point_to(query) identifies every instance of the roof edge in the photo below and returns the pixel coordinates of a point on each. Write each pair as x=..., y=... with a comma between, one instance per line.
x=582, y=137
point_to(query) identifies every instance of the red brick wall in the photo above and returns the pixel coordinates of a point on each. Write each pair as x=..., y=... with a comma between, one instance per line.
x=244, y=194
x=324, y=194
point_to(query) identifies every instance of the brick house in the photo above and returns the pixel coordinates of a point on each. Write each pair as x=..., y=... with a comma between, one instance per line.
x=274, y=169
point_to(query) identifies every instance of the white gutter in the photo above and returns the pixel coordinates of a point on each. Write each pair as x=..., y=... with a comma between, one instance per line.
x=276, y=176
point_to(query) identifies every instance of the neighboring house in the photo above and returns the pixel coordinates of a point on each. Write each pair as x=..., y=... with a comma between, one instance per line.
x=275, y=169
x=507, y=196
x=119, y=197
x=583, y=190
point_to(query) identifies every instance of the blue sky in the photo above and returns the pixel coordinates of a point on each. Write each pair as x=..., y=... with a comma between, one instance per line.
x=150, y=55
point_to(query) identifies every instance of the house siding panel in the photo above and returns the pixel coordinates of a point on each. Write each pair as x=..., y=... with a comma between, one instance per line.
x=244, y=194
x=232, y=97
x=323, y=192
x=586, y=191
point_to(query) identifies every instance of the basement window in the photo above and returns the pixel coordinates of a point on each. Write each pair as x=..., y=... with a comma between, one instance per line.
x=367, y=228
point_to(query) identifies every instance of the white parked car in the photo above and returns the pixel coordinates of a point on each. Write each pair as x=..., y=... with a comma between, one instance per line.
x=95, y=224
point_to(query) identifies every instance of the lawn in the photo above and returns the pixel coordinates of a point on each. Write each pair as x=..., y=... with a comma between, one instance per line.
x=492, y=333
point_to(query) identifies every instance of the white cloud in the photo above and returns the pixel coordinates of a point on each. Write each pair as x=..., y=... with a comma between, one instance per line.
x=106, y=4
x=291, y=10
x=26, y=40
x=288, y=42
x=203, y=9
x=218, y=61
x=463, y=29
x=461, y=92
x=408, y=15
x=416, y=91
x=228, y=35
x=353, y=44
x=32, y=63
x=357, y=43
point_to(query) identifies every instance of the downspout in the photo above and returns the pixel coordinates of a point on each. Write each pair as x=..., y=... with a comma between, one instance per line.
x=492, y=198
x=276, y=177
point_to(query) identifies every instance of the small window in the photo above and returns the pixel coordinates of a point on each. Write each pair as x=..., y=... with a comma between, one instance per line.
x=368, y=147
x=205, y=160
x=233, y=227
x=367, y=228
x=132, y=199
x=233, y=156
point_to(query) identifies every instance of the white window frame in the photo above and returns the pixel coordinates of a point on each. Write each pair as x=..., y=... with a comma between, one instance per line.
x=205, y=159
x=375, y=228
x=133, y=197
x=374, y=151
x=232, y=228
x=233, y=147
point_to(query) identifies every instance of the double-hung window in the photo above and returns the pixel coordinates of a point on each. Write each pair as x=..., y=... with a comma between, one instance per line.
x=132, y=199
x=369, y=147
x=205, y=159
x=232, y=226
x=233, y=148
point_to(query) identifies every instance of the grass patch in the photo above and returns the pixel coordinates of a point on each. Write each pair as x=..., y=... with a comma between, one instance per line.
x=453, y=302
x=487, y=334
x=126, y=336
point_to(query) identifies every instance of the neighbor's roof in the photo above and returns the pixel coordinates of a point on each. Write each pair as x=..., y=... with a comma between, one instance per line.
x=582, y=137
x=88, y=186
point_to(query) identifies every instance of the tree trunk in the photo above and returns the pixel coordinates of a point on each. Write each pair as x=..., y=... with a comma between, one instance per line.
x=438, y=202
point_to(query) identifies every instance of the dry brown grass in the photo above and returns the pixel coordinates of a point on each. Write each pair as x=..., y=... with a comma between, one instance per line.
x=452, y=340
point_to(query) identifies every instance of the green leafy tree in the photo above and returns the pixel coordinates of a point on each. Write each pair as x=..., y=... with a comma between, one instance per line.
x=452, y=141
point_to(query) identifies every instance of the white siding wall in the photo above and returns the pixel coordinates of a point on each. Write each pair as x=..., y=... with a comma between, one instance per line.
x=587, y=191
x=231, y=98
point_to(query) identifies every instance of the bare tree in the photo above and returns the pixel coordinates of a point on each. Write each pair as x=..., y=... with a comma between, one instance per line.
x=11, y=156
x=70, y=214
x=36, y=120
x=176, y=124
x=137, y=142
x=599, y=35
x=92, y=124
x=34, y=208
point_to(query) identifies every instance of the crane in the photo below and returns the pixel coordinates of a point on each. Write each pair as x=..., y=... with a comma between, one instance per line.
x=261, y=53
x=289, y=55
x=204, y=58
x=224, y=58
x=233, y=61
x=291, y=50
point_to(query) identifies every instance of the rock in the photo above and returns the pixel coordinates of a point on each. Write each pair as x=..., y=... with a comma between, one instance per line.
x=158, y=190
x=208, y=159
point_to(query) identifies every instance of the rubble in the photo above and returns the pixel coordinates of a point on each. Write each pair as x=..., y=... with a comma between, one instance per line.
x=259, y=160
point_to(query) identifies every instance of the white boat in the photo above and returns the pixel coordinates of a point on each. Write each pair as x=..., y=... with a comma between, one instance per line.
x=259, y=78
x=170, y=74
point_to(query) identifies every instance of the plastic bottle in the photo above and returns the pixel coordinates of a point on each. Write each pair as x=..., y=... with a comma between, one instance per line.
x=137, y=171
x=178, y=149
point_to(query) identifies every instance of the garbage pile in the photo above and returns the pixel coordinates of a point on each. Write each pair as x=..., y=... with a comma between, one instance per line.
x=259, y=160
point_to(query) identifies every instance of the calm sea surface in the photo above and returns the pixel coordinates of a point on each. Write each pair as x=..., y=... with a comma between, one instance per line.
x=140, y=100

...

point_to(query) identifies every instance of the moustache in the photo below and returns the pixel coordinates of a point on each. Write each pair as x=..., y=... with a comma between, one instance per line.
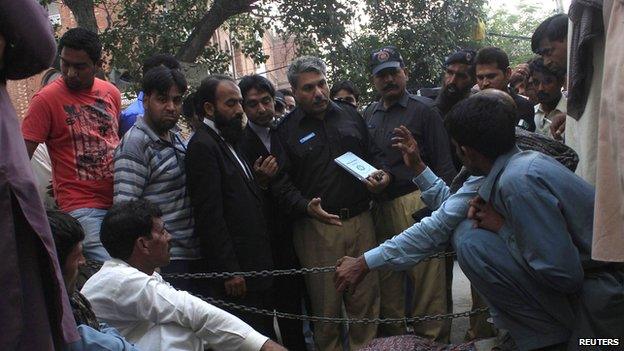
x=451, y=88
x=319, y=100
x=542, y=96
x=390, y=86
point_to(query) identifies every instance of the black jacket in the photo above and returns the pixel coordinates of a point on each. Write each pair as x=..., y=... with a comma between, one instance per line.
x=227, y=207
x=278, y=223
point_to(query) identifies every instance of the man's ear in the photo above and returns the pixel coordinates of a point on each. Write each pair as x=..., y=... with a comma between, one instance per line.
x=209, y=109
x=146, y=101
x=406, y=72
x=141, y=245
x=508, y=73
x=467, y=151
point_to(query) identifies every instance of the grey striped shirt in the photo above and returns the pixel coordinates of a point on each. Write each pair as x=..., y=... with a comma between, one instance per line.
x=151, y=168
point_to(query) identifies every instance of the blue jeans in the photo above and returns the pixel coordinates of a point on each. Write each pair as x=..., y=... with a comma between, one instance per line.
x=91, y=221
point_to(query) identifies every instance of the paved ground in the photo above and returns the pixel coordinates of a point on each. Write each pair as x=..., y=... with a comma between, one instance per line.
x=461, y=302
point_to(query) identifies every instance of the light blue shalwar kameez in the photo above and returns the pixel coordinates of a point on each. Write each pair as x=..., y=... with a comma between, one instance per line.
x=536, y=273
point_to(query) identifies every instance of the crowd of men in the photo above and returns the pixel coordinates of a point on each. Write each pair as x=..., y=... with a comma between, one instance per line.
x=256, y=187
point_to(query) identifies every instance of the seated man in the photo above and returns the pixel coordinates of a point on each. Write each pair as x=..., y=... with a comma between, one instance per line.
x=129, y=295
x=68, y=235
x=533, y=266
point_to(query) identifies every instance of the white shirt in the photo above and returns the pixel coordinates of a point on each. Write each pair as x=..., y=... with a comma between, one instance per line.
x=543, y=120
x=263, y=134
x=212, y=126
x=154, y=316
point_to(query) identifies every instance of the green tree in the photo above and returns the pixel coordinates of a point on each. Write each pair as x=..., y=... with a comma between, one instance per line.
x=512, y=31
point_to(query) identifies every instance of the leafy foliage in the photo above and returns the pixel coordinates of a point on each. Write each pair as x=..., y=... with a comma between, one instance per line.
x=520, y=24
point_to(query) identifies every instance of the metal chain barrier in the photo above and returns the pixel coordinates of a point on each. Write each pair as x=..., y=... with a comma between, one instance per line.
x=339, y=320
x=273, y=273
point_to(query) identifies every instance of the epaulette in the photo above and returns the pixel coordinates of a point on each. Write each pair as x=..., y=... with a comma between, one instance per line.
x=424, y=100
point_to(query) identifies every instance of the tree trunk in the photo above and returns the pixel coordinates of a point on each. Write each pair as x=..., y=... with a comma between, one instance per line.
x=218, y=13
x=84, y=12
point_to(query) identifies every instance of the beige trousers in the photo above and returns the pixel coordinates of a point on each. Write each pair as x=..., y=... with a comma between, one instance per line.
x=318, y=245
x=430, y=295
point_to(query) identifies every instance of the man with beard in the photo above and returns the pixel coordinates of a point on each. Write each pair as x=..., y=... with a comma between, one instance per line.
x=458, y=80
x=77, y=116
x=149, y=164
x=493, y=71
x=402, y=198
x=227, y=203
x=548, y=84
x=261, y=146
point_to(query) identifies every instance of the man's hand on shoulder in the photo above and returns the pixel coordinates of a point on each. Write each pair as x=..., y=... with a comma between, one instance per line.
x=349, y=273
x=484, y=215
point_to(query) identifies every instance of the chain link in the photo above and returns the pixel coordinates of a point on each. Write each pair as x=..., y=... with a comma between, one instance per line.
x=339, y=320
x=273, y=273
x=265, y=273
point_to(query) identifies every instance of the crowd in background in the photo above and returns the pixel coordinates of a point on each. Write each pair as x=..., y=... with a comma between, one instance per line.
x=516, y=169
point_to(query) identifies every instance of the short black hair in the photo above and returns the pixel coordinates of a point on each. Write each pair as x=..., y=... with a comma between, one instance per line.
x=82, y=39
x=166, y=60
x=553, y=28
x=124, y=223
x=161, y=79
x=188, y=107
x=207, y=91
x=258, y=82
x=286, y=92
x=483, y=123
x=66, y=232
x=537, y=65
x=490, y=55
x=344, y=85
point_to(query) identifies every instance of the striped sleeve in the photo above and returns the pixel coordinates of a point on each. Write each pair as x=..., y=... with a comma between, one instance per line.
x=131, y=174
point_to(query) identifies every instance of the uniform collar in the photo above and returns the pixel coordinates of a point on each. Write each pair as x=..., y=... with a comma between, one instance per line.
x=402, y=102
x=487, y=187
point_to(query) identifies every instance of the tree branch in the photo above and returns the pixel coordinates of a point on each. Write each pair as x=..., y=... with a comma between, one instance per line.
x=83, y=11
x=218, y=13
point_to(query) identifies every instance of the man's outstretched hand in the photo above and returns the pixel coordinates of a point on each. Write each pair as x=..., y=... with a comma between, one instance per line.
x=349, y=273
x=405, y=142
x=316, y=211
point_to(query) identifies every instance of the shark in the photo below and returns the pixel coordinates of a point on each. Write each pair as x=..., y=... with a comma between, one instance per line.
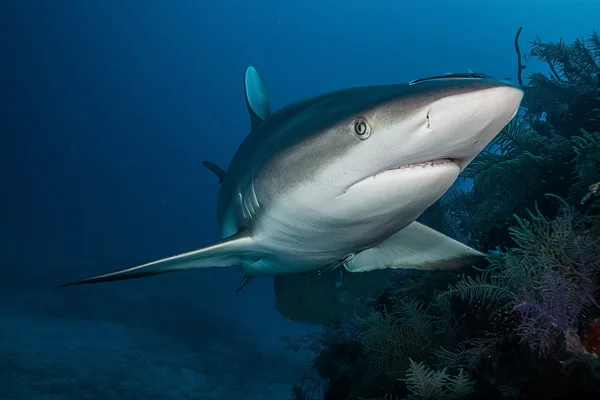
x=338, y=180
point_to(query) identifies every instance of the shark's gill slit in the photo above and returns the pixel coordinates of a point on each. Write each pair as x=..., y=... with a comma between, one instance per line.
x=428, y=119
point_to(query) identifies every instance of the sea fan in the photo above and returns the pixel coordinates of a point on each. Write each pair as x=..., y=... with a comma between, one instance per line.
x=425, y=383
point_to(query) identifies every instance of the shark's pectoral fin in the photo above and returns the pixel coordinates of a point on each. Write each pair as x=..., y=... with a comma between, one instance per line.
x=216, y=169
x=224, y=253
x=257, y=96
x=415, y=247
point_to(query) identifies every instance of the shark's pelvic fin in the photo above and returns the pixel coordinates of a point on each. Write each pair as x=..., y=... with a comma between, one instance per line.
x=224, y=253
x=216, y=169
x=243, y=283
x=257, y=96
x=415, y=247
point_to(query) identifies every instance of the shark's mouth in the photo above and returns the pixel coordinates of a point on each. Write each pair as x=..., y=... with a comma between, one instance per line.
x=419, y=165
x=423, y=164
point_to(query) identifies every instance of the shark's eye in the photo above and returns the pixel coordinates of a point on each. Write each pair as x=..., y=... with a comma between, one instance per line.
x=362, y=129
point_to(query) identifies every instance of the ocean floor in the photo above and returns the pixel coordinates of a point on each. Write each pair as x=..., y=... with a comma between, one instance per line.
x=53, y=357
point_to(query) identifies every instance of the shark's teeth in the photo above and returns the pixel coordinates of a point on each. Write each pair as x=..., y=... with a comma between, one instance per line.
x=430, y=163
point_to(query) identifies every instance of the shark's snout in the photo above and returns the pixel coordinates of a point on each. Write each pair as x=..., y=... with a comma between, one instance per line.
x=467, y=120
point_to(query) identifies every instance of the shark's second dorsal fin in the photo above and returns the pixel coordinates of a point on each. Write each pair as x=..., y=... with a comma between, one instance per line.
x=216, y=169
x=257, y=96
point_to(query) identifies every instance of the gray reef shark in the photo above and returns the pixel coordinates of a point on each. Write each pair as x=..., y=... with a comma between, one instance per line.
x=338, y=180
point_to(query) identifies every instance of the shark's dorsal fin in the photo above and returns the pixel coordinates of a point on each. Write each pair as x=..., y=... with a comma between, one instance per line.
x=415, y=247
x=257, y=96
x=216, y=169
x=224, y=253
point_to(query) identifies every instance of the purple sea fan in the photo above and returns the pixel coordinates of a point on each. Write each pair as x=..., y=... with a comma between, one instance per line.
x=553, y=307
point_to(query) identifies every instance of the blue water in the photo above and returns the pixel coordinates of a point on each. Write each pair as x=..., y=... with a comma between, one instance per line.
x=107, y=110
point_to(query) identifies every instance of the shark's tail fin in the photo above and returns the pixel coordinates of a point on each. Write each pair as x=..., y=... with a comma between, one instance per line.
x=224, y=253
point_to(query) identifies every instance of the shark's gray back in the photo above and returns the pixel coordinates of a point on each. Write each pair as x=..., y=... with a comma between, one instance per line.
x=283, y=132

● **What is needed**: Could you rewrite the stretch from the line containing "point_to(query) identifies every instance of the house" through the line containing "x=586, y=191", replacing "siding panel" with "cladding board" and leaving everything else unchanged?

● **Solution to the exercise**:
point_to(query) identifies every instance of the house cladding board in the photo above and returns the pixel coordinates of a point on each. Write each pair as x=..., y=... with a comma between, one instance per line.
x=244, y=194
x=232, y=97
x=323, y=192
x=586, y=191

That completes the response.